The line containing "-- sample [347,847]." marks the end: copy exactly every line from the start of the records below up to and including it, leaving out pictures.

> MATERIAL PROVIDED
⁂

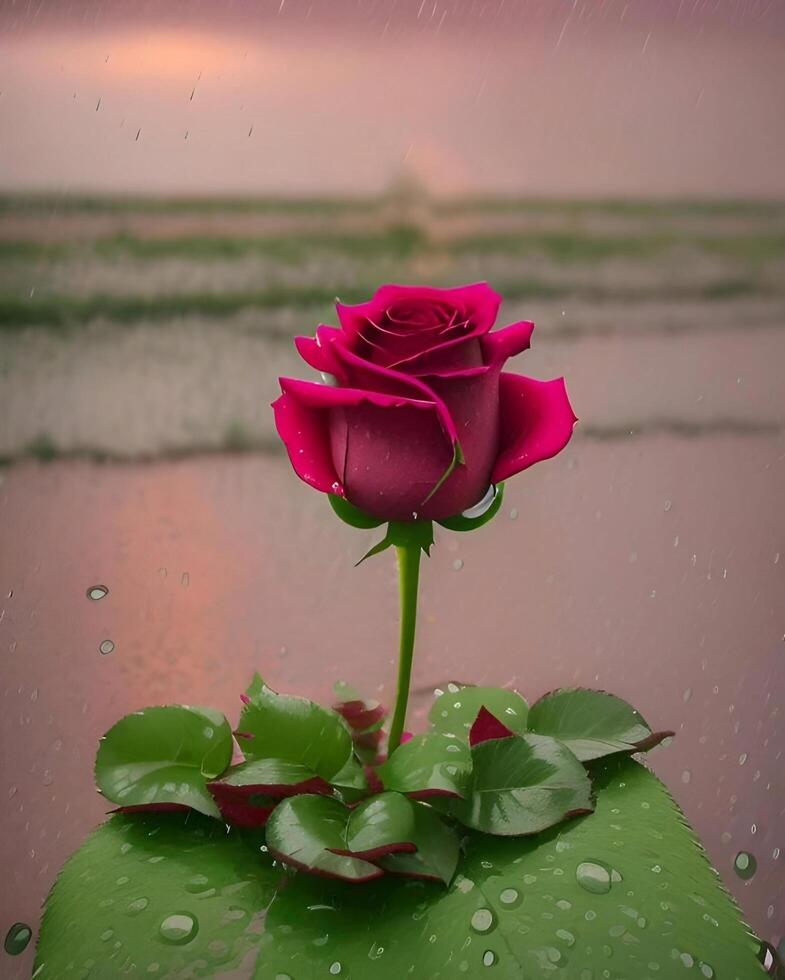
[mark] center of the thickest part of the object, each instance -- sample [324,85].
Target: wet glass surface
[155,546]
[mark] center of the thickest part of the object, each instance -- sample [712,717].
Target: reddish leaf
[486,727]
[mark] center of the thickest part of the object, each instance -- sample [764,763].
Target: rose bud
[416,418]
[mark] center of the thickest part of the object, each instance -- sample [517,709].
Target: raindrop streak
[593,877]
[17,938]
[179,928]
[745,865]
[768,958]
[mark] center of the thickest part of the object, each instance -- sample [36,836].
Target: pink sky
[579,98]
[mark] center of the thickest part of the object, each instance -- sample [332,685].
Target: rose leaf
[428,765]
[164,755]
[404,534]
[592,723]
[455,711]
[294,729]
[307,831]
[438,849]
[523,785]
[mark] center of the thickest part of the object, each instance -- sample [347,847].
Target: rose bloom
[415,418]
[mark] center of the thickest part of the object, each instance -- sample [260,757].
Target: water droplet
[593,877]
[482,920]
[17,938]
[483,505]
[179,928]
[768,958]
[745,865]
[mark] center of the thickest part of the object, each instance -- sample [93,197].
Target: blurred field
[142,328]
[645,559]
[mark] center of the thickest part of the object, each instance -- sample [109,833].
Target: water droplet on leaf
[745,865]
[593,877]
[179,928]
[17,938]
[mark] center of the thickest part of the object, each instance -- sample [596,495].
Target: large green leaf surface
[157,895]
[625,893]
[164,755]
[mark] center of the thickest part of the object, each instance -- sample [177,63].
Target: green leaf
[428,765]
[158,895]
[518,906]
[529,907]
[404,534]
[462,523]
[381,825]
[437,846]
[270,775]
[350,781]
[592,723]
[305,831]
[521,785]
[164,755]
[454,712]
[294,729]
[350,514]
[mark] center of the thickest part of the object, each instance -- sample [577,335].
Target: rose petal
[364,374]
[452,355]
[311,351]
[536,422]
[501,344]
[302,418]
[476,301]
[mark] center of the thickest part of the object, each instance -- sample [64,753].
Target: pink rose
[416,418]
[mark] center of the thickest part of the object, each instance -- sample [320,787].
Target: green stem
[408,579]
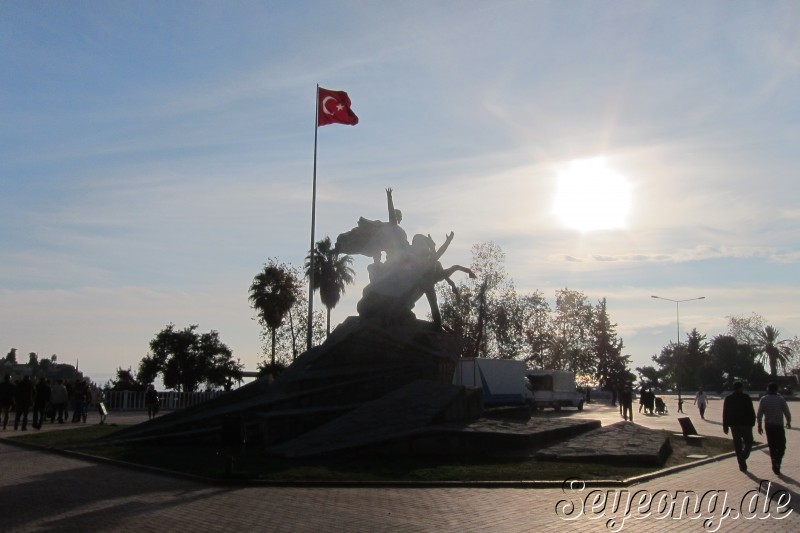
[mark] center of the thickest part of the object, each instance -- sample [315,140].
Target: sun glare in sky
[591,196]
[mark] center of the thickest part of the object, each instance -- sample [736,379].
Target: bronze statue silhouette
[410,271]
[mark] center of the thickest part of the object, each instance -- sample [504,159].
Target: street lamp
[677,310]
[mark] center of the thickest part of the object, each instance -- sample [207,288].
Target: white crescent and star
[339,106]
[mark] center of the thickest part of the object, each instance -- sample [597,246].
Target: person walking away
[6,398]
[41,396]
[739,416]
[626,401]
[59,397]
[151,401]
[772,409]
[642,398]
[701,401]
[23,398]
[98,398]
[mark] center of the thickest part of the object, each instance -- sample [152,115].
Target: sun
[591,196]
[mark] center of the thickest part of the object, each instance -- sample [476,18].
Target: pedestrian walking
[58,399]
[772,409]
[6,398]
[701,401]
[41,397]
[151,401]
[626,402]
[23,398]
[739,416]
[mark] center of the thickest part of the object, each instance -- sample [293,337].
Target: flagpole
[313,222]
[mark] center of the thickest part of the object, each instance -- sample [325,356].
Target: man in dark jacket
[40,400]
[739,416]
[6,398]
[23,398]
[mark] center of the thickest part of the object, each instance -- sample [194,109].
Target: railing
[129,400]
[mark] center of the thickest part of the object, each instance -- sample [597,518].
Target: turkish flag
[333,107]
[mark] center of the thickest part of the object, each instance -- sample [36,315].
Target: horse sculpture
[410,271]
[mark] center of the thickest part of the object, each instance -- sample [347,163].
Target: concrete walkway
[49,492]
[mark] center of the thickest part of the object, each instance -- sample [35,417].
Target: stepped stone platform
[622,443]
[416,420]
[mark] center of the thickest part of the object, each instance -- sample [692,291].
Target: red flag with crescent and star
[333,107]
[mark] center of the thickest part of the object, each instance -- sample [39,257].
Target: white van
[554,388]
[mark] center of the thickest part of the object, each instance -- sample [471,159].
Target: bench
[689,432]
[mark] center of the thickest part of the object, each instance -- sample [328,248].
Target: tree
[536,332]
[272,294]
[186,359]
[746,329]
[649,376]
[332,273]
[125,381]
[731,361]
[684,366]
[33,362]
[611,366]
[486,311]
[774,352]
[571,327]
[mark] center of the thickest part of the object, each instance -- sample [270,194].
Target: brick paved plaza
[51,492]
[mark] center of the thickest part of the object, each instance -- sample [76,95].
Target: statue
[410,271]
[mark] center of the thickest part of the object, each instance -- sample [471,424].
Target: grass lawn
[252,464]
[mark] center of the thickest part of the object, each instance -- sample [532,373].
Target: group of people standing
[47,400]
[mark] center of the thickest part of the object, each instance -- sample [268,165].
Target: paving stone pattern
[41,491]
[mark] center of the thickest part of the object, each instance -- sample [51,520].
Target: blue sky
[154,155]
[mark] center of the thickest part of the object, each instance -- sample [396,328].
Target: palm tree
[332,272]
[776,353]
[272,294]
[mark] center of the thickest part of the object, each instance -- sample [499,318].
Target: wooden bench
[689,432]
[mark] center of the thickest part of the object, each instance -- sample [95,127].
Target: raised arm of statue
[443,247]
[394,214]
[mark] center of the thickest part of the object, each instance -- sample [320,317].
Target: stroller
[661,407]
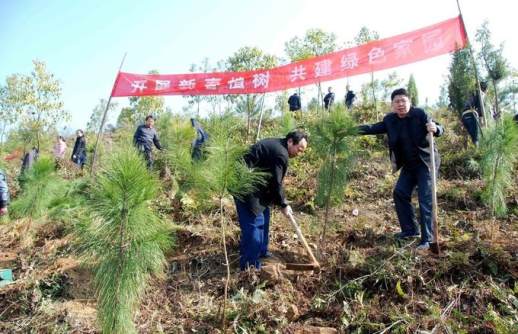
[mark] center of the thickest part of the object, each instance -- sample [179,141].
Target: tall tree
[412,90]
[494,62]
[36,101]
[315,42]
[196,100]
[248,59]
[7,116]
[97,113]
[461,80]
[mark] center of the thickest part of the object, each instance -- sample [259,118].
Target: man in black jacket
[4,193]
[407,128]
[349,98]
[472,114]
[270,156]
[329,99]
[79,151]
[145,137]
[294,102]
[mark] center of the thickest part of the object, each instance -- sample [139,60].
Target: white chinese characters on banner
[212,83]
[187,84]
[376,56]
[162,84]
[139,85]
[298,73]
[323,68]
[403,48]
[236,83]
[432,41]
[261,80]
[349,61]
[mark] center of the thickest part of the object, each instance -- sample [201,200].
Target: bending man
[271,156]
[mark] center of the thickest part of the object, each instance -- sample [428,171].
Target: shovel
[434,246]
[314,266]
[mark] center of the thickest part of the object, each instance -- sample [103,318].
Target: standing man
[294,102]
[329,98]
[407,128]
[4,193]
[79,151]
[270,156]
[349,98]
[29,159]
[197,143]
[472,113]
[144,138]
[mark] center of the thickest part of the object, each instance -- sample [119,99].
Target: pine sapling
[499,156]
[122,238]
[333,143]
[225,173]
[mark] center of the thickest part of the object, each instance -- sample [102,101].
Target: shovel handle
[434,192]
[302,239]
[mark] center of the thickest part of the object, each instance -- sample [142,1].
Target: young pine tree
[499,156]
[123,239]
[333,143]
[40,186]
[225,173]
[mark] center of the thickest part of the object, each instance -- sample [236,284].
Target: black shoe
[266,255]
[403,235]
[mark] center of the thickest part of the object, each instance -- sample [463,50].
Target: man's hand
[431,127]
[287,211]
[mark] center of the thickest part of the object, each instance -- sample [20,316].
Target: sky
[83,42]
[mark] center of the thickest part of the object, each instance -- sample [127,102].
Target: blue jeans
[409,178]
[254,235]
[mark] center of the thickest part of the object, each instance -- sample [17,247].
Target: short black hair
[399,91]
[296,136]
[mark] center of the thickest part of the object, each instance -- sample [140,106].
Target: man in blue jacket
[4,193]
[144,139]
[270,156]
[407,128]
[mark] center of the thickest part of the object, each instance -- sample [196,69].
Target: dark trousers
[254,235]
[470,122]
[409,178]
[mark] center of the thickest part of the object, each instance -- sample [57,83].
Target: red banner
[437,39]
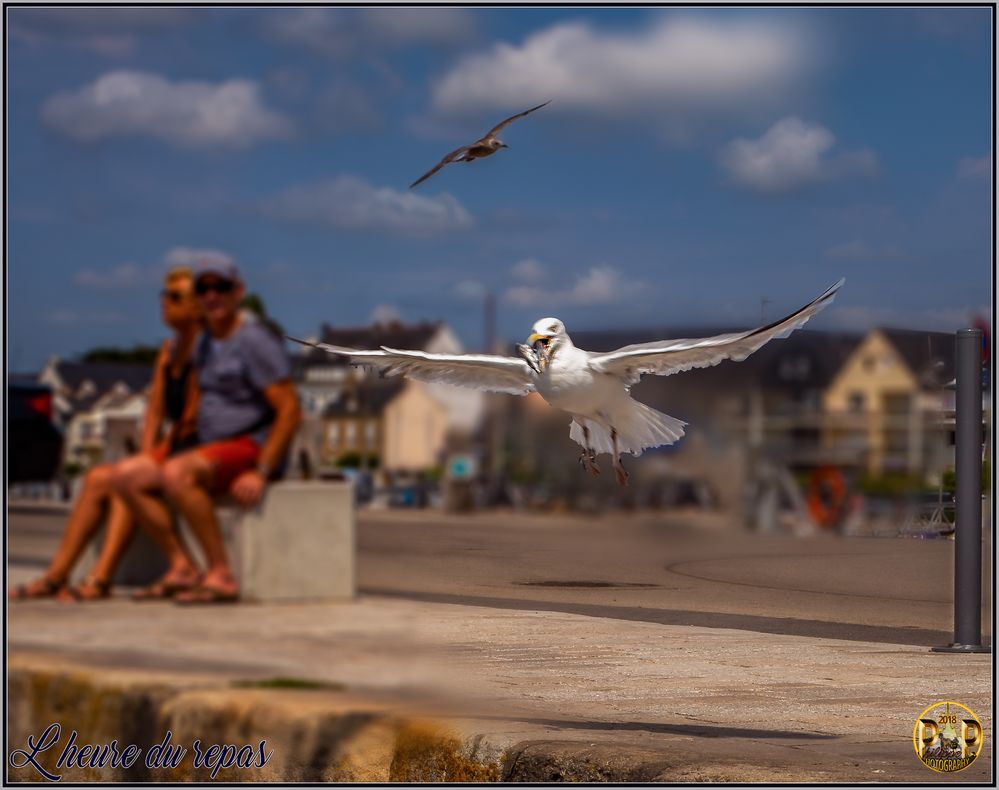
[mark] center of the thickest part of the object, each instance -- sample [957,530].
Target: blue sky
[691,164]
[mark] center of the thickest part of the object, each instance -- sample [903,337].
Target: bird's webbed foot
[622,473]
[588,460]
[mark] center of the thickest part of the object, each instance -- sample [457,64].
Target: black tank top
[175,391]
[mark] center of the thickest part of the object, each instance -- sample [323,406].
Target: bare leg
[119,533]
[186,480]
[83,522]
[622,474]
[587,458]
[137,481]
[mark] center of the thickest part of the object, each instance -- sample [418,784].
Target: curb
[259,735]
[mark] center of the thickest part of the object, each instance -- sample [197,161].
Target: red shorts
[229,458]
[160,452]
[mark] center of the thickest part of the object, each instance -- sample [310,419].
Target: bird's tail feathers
[638,427]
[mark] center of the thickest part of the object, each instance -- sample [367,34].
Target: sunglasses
[219,286]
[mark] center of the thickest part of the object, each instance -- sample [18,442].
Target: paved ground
[667,642]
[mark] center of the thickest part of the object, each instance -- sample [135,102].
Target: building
[354,416]
[99,406]
[884,409]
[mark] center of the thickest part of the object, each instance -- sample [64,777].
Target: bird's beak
[543,348]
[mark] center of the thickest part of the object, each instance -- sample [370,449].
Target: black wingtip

⁂

> TASK SOLUTION
[mark] center of the thickest part of the object, each instance -- sample [324,85].
Target: wet glass surface
[155,546]
[mark] center of the thickest part of the object, each instance -- sample [712,717].
Target: reddish leaf
[486,727]
[mark] center of the thickest part of the object, each instance -- sample [764,763].
Target: rose bud
[416,418]
[mark] center of the thickest part of the object, each instance -- sample [517,709].
Target: raindrop streak
[593,877]
[17,938]
[179,928]
[745,865]
[768,958]
[mark] center of the thickest part of the object, each instance -- sample [36,836].
Target: pink sky
[579,98]
[mark] center of the thickest part of the object, each instance -- sample [332,685].
Target: rose leaf
[428,765]
[164,755]
[404,534]
[592,723]
[455,711]
[294,729]
[307,831]
[438,849]
[523,785]
[mark] center of the thickest part of the object, each instance -- sample [347,847].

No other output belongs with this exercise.